*Reading text*:

--- Begin ---

This kind of type is a reference to a slice, or slice reference. Its generic form is “&[T],” where T represents any type that can be contained in an array. Here, slice means subsequence of items inside a sequence of items. Such a larger sequence can be an array or a vector buffer. For this purpose, the implementation of a slice reference is a pair of values: the address of the first item of the sequence, and the number of items.

Notice that usually we have variables whose type is slice reference, but the use of a slice type, without considering a reference to it, is quite rare. A slice would have type “[T],” but such type cannot be passed as an argument to a function, because it has a size not defined at compilation time, and a requirement of the arguments of functions is that they have a compile-time defined size. Therefore, we can pass to a function only references to slices, not slices. Such objects are pairs of a pointer and a length, so their memory occupation is exactly twice that of normal references.

Using a slice reference is quite similar to using an array. The main implementation difference is that an invocation of the len function on an array can be optimized away, replacing it by the constant length defined by the type of the array, while an invocation of the len function on a reference to a slice is implemented as an access to the second field of such object.

Actually, in previous chapters we already saw something very similar to slices and to slice references: string buffers, and static strings.

We can build this table of similarities among the types str, &str, String, [u8], &[u8], and Vec<u8>.

Buffer

Reference to a Buffer

Handler of a Dynamically Allocated Buffer

Undefined-length sequence of bytes

(address of beginning, length in bytes)

--- End ---

*Stated task*:
List every type the passage on slice references includes in its table of similarities. The records after this point are independent of the passage on slice references.

*Entries provided*:
--- Begin ---

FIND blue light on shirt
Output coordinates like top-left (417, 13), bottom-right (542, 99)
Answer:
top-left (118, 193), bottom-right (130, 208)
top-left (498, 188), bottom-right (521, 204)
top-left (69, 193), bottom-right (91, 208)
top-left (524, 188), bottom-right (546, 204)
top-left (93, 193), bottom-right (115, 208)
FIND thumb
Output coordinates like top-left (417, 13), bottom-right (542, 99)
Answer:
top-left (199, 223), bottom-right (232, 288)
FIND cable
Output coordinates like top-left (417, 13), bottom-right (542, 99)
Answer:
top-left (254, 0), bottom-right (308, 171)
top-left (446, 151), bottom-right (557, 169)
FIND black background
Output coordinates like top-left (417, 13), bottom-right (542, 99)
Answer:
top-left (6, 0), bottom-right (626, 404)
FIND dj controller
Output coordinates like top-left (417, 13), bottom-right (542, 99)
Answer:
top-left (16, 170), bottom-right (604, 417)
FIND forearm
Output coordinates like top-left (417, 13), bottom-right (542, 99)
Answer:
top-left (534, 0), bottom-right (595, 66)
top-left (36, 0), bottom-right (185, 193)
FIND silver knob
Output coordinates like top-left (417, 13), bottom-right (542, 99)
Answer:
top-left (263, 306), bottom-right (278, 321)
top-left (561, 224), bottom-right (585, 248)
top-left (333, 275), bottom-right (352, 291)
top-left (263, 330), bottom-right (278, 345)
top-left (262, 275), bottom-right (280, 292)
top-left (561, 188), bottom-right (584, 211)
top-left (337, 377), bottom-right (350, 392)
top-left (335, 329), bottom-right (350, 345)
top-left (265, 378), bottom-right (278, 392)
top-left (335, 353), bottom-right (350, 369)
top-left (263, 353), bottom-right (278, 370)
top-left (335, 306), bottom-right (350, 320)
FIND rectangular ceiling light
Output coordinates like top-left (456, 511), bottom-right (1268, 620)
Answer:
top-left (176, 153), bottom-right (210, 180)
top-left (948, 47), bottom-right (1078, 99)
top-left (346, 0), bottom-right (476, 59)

--- End ---

*Answer to this problem*:
str, &str, String, [u8], &[u8], Vec<u8>